Task requirements: Copy each of the records below verbatim, leaving out the pictures.

Excerpted records:
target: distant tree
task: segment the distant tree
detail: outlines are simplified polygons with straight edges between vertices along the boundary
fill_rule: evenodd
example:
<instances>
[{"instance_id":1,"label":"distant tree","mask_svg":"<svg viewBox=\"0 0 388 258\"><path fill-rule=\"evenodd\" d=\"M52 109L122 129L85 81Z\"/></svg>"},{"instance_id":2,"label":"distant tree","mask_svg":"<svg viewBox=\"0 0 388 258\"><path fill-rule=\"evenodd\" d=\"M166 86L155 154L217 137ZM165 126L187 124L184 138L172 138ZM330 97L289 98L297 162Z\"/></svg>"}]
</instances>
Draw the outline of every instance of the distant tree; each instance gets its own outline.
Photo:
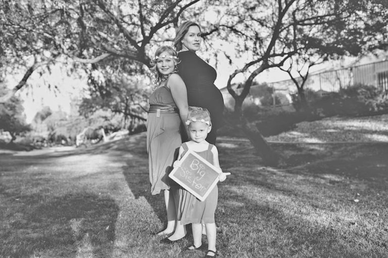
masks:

Expected output:
target: distant tree
task: segment the distant tree
detail: outlines are simplified polygons with straight edges between vertices along the boundary
fill_rule: evenodd
example:
<instances>
[{"instance_id":1,"label":"distant tree","mask_svg":"<svg viewBox=\"0 0 388 258\"><path fill-rule=\"evenodd\" d=\"M52 109L122 129L85 81Z\"/></svg>"},{"instance_id":2,"label":"distant tree","mask_svg":"<svg viewBox=\"0 0 388 258\"><path fill-rule=\"evenodd\" d=\"M166 86L155 154L217 137ZM165 126L187 124L184 138L172 138ZM330 97L289 98L297 162Z\"/></svg>"}]
</instances>
Draw the outline of every instance of the distant tree; each instance gets its own outline.
Photo:
masks:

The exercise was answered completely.